- Data for this exercise
[Start of section]

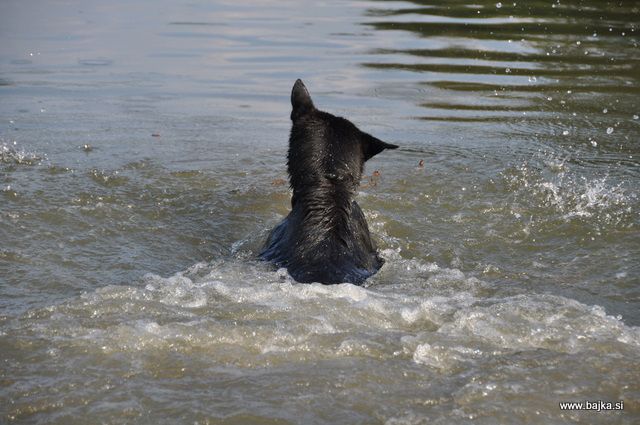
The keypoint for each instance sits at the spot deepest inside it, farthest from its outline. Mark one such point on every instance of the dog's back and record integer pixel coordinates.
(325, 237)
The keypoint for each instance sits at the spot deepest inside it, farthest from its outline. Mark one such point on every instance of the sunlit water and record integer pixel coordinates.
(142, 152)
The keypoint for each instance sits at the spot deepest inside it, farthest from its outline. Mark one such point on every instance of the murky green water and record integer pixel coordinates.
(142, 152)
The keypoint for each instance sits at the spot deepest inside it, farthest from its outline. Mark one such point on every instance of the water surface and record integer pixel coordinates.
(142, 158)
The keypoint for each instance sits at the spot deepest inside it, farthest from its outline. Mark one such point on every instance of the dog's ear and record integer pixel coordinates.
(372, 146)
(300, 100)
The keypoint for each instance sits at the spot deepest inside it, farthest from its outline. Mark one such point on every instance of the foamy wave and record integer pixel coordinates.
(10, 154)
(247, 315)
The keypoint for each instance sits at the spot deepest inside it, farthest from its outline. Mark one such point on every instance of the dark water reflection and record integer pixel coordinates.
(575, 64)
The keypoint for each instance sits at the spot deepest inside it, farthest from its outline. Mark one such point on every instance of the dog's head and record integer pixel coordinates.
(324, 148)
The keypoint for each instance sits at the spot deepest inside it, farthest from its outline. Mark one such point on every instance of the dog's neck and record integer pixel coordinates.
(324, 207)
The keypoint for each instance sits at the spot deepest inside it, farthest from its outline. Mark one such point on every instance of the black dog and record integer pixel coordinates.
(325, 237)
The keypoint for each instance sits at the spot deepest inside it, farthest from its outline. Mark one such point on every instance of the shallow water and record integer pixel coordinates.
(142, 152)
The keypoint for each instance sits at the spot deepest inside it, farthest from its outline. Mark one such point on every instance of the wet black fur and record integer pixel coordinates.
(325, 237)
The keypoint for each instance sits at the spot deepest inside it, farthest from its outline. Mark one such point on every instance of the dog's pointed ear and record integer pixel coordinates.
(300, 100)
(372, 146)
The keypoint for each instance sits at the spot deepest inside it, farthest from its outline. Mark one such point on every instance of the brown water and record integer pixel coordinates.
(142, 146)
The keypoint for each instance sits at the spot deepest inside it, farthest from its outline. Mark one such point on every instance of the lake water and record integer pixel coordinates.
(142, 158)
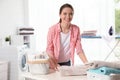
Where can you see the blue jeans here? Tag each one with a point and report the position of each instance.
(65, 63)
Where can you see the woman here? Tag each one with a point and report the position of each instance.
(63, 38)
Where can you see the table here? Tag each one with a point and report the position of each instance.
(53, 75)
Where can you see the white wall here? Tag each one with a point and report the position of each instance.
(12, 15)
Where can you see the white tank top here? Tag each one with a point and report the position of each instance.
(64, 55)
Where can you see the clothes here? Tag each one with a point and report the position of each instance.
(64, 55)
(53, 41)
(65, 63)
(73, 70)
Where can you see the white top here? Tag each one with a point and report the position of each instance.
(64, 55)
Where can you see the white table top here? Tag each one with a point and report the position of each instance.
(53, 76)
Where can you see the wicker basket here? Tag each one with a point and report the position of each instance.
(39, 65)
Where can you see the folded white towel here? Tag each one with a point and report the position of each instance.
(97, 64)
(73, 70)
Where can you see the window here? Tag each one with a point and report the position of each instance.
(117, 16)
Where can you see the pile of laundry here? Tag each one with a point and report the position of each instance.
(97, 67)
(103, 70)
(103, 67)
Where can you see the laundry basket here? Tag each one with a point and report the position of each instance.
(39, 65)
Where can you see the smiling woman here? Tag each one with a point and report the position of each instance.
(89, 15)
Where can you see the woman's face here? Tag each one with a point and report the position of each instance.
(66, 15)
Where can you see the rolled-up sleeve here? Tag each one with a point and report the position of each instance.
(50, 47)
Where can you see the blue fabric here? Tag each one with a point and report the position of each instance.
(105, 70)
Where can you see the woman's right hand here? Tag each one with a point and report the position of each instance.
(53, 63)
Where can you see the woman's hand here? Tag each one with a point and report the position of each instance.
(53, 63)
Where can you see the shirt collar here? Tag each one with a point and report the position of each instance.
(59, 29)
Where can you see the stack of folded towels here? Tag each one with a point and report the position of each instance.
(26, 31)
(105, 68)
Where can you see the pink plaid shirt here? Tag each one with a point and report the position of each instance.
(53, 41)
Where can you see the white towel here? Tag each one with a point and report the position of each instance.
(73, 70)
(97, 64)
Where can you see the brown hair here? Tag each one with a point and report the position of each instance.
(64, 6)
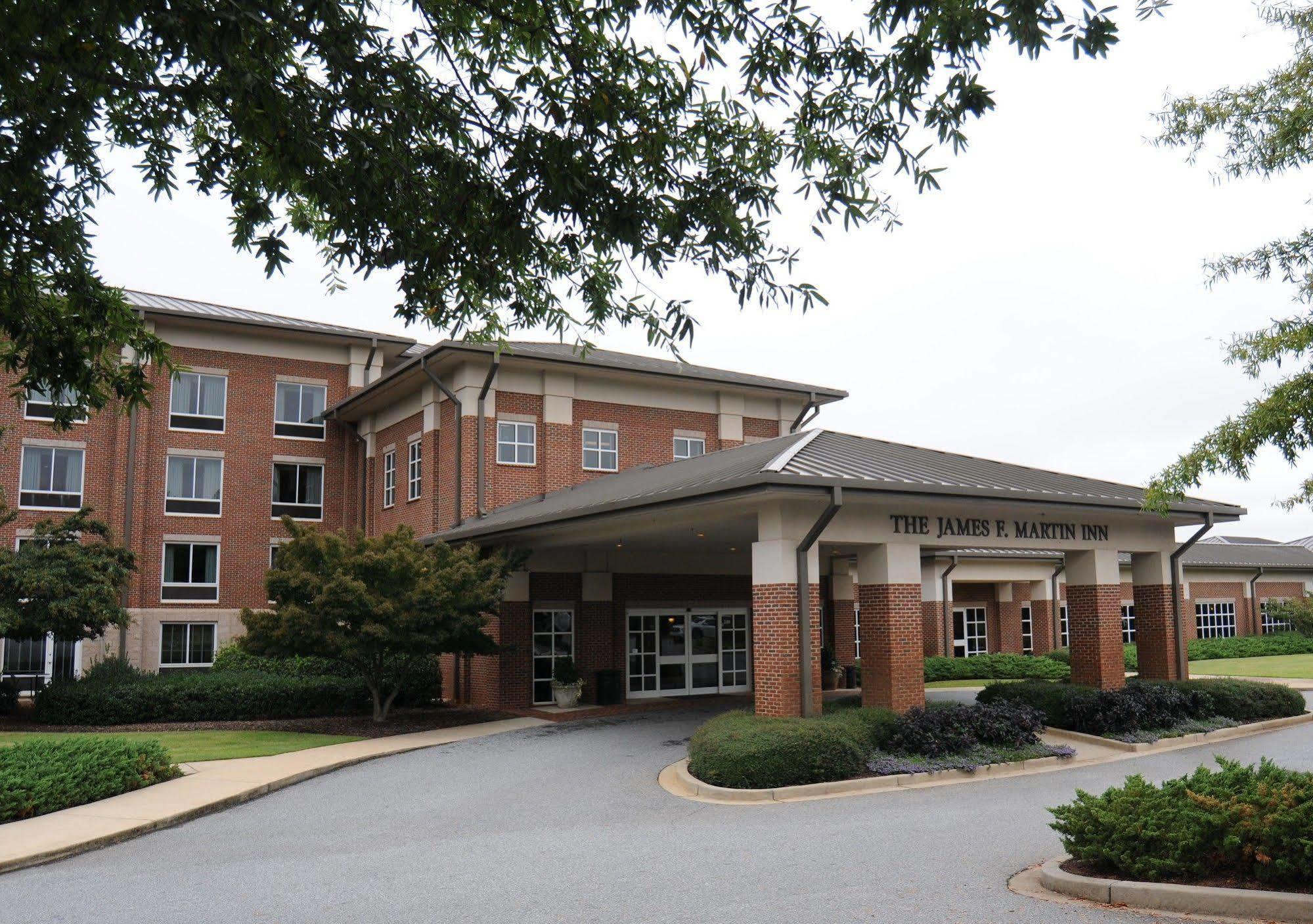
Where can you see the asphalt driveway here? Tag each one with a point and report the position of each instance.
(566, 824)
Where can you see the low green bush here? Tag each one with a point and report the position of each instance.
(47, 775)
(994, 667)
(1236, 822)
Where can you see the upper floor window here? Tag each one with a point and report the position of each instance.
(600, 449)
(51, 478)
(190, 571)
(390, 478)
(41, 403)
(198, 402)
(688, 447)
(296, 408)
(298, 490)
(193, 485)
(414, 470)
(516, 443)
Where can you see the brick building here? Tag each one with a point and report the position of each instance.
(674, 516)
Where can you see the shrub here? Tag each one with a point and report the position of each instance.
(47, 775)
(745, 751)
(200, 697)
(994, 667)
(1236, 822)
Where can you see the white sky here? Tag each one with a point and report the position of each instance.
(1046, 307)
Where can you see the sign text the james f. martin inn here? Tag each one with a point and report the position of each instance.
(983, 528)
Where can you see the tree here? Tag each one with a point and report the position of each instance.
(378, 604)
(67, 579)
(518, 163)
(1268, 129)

[End of section]

- Task item
Should any entry above carry a picture, omit it and repeat everything else word for word.

- Result
The keypoint for each instance sits at the spot deepest inside it, farthest from its outline. Mark one such point on every instance of the dog's back and record integer pixel coordinates.
(325, 237)
The keypoint for each instance sits at the spot deepest inside it, farthest from its outline. Mark one such point on every instance of the sunlit water and record integer pixel coordinates.
(142, 152)
The keypoint for each instance sits at the spot deepest inside it, farthest from its outline. Mark one such point on every instance of the murky green water and record integer pixel coordinates.
(142, 152)
The keypoint for each instance sits at the spot deepest inside it, farthest from its outline. Mark one such point on every instance of the water surface and record integer pixel coordinates.
(142, 158)
The keypoint for each instance sits at the spot deepest inside it, farthest from its outline. Mark one such point on every instance of the dog's ear and record integer pixel coordinates.
(372, 146)
(300, 100)
The keypoint for each instance sits at the spot deepest inside it, farthest from its outline. Mark one such point on every instance of the foamy wave and record integer pixel coordinates.
(10, 154)
(247, 315)
The keypoint for each instance sits at the spot deepest inside it, farthest from its outline. Mark one such point on every instance of the dark water reflection and record integer pixel coordinates.
(575, 64)
The keypoint for each instance sits at the spot deepest inside it, farthest from its outline. Mark one such point on every instance of the dog's head and record integer pixel coordinates.
(324, 148)
The keypoint for each instance sits at the spot deepest inside it, farthest from its outline. Mark one such point on every instance of the dog's neck and record integer pixel coordinates.
(324, 207)
The keypoint for each instance sits at the spot deepest inside it, farthest from its outline. Mark one such point on every instance of the black dog and record integer pixel coordinates.
(325, 237)
The keypoint for each instance sits at the spot deepest inside it, farthest from its outline. Mark one such point on every instance of the shallow water and record integer pixel coordinates.
(142, 152)
The keypoint for each instance sits at the spot deepest inside it, farthest from its outline. Mark one such point on every instance of the wet black fur and record integer pixel coordinates.
(325, 237)
The keypoint for each instance sits at the spot deepest inside it, farthest from its outline. Mark one such point on every instance of the dog's pointed ear and record integer pixel coordinates.
(300, 100)
(372, 146)
The keypoint for each instance sits at the spot deepest inside it, farthest from its outline. Mark one such point on every instance of the brown water and record integer pixel coordinates.
(142, 146)
The keypoint for each instance sits at the spot deepest inside it, farthest from its outline. Mark one such point on every instance of the lake water and record integer pixel coordinates.
(142, 158)
Where can you see the blue jeans here? Tag each one with a point and report the position of each instance.
(65, 63)
Where can you see the woman here? Tag each one with a point and report the position of each instance.
(63, 38)
Where can you see the table here? Tag each one with a point and report the position of each instance.
(53, 75)
Where can you see the white wall here? Tag each one with a point and report the position of each instance.
(12, 15)
Where can you see the white tank top here? Tag each one with a point and report the position of each instance.
(64, 55)
Where can you see the clothes here? Tag each one with a point and report the position of each instance.
(64, 55)
(53, 41)
(65, 63)
(73, 70)
Where can you see the white top here? Tag each one with a point and report the position of each instance.
(64, 55)
Where can you see the white table top here? Tag each one with a point and report the position of each instance.
(53, 76)
Where can you see the wicker basket here? Tag each one with a point and report the position of each instance.
(39, 65)
Where can you see the folded white towel here? Tag each one with a point and report the position of each instance.
(97, 64)
(73, 70)
Where can you see the window here? Tag each one with a point and report the position of each instance.
(117, 16)
Where can you see the pile of laundry here? Tag each one with a point and report the position of each instance.
(97, 67)
(103, 70)
(103, 67)
Where can you see the laundry basket here? Tag each one with a point and report the position of each instance.
(39, 65)
Where can you see the smiling woman here? Tag each one with a point and report the position of each instance.
(89, 15)
Where can you see the woman's face here? Tag each one with a point and report the position of each instance.
(66, 15)
Where can you see the rolled-up sleeve here? Tag each one with a point and report the position of each instance.
(50, 47)
Where can you see the blue fabric here? Tag each one with a point and report the position of each instance.
(105, 70)
Where can you see the woman's right hand here? Tag each one with a point and report the position of each instance.
(53, 63)
Where can you see the woman's hand here? Tag each one with a point and report the position of each instance.
(53, 63)
Where can you see the shirt collar here? Tag each one with a point and report the position of each instance.
(59, 29)
Where can you see the stack of folded towels here? Tag each one with a point and report the position of each instance.
(26, 31)
(105, 68)
Where can you see the pink plaid shirt here? Tag each one with a point and report the position of each instance.
(53, 41)
Where can you see the white towel here? Tag each one with a point and report the position of each instance.
(73, 70)
(97, 64)
Where can you see the brown hair here? Tag each one with a point and report the position of each instance.
(64, 6)
Where can you see the asphalt driveway here? Tag each one with a point and report the position of each instance.
(566, 824)
Where can you see the low green bush here? Tag each one with a point and report the position of each instance.
(47, 775)
(994, 667)
(1236, 822)
Where can you see the upper floor window here? Tag each one with a point and report the position of each instance.
(600, 449)
(51, 478)
(190, 571)
(390, 478)
(41, 403)
(198, 402)
(688, 447)
(296, 408)
(298, 490)
(193, 485)
(414, 470)
(516, 443)
Where can you see the brick building here? Tag each one with a point and report the position of each instance.
(674, 516)
Where can you see the shrub here? Tag each one with a point and report the position of each instance.
(47, 775)
(745, 751)
(200, 697)
(994, 667)
(1236, 822)
Where can you see the white sky here? Tag each one with a point and report the position of each instance.
(1046, 307)
Where can you see the sign text the james f. martin inn here? Tag each one with a point and report the position of each instance.
(983, 528)
Where can you see the tree here? Tag each one with a point and report the position of each instance.
(378, 604)
(67, 579)
(518, 163)
(1268, 129)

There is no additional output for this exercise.